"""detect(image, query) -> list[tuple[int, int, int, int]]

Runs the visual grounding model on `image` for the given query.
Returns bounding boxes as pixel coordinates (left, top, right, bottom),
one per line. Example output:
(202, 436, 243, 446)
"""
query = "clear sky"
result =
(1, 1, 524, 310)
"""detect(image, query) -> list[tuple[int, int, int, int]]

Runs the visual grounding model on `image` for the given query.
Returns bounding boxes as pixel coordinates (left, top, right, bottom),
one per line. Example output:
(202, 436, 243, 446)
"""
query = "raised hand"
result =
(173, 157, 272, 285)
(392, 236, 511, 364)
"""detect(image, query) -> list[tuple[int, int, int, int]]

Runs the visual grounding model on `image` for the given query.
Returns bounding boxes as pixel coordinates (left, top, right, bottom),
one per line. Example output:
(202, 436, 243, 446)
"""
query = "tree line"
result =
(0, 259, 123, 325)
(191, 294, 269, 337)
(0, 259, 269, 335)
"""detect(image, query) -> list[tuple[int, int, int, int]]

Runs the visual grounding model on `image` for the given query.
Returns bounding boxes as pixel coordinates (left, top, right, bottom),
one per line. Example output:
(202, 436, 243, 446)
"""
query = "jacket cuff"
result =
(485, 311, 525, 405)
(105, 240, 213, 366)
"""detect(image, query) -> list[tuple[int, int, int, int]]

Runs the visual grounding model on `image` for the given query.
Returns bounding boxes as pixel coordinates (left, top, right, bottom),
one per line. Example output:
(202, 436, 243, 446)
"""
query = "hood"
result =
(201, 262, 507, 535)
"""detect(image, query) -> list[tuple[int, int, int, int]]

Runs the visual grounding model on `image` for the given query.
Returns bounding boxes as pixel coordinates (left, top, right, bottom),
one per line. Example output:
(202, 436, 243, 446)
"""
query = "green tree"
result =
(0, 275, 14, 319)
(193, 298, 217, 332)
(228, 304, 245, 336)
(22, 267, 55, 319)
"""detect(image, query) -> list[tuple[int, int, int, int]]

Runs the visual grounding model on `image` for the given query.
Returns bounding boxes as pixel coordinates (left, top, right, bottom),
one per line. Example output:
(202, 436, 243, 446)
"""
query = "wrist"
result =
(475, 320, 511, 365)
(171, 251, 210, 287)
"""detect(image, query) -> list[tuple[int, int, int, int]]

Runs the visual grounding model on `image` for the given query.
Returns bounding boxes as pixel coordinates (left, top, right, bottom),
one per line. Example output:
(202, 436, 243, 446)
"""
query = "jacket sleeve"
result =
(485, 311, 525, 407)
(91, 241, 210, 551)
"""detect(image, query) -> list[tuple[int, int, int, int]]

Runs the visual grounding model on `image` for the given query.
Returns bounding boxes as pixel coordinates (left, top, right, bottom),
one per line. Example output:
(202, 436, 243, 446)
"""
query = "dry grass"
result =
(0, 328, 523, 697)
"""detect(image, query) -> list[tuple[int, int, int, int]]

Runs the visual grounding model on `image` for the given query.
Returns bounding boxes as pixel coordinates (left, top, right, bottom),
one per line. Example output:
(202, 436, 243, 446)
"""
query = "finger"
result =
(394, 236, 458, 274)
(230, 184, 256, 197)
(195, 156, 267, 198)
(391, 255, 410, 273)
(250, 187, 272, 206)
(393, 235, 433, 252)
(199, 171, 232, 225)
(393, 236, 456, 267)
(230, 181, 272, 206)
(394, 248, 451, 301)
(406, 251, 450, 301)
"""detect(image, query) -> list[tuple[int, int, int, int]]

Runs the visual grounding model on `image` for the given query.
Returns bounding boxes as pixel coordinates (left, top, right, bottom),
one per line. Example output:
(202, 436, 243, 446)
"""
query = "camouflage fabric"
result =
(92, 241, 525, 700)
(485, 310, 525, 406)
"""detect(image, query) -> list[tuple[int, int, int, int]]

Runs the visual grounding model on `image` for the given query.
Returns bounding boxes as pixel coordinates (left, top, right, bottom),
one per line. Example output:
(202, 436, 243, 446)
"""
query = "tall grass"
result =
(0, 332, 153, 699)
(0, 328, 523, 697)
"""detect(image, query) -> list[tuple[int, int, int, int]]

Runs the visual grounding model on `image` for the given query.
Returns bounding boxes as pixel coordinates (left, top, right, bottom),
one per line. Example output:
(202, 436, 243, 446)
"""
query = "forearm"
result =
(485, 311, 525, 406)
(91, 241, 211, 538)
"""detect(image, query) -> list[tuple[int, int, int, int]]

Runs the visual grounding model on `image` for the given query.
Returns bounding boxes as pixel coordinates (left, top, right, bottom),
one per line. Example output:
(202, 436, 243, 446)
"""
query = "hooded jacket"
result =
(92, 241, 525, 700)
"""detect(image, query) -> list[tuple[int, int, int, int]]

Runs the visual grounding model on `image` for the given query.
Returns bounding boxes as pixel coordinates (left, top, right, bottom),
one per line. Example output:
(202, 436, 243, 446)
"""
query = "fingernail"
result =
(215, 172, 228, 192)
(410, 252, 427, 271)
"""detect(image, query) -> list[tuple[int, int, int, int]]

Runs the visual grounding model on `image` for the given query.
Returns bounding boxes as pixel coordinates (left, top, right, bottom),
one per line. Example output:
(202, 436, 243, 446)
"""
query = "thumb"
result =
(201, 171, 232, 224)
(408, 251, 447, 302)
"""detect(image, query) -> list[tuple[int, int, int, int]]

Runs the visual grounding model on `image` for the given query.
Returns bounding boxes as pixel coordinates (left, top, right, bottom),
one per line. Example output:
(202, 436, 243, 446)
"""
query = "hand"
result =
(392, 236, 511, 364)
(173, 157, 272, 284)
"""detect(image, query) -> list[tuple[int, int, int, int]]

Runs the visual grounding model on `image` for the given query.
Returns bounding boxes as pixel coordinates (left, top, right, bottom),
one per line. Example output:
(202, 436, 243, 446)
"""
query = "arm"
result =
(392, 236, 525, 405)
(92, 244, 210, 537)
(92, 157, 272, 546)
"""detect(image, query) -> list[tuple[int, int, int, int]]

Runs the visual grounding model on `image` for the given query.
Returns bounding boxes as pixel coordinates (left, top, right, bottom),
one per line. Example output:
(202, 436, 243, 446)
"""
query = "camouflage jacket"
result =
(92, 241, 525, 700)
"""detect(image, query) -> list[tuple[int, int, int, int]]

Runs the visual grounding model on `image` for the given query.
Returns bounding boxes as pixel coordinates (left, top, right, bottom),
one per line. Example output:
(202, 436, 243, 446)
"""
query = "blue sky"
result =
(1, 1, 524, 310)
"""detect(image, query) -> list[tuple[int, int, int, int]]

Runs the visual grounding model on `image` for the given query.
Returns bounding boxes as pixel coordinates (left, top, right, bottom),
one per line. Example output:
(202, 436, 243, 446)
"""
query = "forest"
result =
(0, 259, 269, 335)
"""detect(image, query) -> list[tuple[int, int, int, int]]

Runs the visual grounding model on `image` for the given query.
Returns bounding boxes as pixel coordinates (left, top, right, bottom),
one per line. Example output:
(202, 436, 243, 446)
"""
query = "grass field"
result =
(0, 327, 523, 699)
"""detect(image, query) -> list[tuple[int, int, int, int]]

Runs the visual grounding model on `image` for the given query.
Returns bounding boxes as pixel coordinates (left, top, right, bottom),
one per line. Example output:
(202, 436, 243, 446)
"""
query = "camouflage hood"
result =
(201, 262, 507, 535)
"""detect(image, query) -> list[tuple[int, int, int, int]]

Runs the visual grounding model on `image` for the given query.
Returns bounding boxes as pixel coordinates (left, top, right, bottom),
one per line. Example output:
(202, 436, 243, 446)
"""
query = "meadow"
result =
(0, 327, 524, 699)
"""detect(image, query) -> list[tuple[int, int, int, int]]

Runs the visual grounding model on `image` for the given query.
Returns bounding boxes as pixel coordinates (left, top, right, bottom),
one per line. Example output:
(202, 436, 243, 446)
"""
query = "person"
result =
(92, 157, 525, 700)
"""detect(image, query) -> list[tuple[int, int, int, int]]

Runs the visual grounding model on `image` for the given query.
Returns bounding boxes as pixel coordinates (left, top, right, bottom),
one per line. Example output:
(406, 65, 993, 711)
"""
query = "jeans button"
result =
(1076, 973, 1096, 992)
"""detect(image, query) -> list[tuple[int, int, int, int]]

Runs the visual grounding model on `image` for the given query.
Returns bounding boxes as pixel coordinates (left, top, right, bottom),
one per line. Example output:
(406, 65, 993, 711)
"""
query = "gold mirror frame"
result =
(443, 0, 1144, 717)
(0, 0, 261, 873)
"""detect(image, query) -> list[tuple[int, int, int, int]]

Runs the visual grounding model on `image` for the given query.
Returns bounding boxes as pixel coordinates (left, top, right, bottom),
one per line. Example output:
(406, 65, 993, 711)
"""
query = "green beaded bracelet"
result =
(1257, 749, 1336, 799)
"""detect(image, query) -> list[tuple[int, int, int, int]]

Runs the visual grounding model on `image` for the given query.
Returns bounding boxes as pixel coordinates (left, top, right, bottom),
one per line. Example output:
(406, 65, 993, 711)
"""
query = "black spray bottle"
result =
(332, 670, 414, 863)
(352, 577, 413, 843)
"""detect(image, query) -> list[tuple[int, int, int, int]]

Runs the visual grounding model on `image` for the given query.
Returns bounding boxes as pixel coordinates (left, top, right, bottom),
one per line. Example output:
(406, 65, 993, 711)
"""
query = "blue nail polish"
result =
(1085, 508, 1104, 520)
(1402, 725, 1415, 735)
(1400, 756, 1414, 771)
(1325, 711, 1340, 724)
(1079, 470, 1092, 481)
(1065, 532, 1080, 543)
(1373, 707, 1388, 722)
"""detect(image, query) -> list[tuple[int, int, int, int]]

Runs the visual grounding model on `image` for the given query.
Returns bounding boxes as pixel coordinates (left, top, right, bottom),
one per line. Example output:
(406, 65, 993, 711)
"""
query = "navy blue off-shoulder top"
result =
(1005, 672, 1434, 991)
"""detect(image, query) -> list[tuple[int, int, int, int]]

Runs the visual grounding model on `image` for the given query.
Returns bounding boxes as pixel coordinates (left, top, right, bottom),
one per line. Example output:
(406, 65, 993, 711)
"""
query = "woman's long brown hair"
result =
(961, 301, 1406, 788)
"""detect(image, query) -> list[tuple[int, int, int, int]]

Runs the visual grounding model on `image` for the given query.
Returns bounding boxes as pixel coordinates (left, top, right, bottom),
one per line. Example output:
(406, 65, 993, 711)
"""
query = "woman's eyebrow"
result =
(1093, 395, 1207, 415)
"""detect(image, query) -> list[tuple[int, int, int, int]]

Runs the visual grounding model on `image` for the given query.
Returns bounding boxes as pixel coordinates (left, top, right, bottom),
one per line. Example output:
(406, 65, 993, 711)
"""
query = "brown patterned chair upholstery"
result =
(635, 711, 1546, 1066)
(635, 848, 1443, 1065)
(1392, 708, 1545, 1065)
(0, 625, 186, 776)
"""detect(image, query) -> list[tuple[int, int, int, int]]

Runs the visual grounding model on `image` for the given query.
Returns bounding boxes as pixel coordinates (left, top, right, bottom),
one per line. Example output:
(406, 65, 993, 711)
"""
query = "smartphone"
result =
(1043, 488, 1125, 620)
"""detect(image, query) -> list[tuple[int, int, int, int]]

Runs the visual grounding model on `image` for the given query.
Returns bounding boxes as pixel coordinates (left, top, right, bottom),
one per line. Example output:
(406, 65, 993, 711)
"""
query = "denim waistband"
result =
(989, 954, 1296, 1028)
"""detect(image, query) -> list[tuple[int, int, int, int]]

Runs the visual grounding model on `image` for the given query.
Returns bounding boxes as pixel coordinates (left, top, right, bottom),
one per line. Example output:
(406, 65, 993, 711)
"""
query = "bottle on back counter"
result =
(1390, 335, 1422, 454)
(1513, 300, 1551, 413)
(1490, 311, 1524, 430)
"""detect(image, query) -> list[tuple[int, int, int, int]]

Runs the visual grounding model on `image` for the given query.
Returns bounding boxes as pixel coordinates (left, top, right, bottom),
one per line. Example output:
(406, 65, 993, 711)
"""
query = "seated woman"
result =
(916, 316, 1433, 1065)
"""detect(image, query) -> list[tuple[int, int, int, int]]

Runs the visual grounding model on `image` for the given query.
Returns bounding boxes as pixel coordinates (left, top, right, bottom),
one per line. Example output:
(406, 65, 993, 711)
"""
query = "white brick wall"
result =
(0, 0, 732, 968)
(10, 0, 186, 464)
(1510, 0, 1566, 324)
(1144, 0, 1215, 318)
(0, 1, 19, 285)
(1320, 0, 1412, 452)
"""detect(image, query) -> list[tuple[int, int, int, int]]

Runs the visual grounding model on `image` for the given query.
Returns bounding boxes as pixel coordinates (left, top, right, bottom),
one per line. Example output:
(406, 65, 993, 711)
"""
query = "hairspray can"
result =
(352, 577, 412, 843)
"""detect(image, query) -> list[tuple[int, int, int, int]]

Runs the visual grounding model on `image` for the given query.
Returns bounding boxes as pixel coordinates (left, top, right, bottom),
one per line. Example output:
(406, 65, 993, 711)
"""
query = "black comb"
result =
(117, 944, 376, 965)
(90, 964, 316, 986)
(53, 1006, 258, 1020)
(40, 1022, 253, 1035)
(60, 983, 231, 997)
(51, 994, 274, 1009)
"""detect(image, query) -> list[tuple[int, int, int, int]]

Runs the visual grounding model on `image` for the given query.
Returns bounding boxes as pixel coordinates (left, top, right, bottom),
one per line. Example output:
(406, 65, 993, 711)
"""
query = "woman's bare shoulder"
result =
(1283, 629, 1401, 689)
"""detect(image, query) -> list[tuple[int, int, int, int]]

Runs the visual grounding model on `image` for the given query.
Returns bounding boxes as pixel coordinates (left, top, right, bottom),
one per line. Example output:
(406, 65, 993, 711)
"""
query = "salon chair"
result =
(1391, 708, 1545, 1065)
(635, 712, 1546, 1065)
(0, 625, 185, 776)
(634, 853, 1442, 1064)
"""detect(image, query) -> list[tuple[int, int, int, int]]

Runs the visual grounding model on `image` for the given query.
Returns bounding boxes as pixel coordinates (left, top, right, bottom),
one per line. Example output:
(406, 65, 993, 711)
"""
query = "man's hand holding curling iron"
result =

—————

WHAT YOU NEED TO DO =
From the records above, pull out each line that has "blue".

OUTPUT FOR THIS TASK =
query = "blue sky"
query = "blue nail polish"
query = "navy blue off-shoulder top"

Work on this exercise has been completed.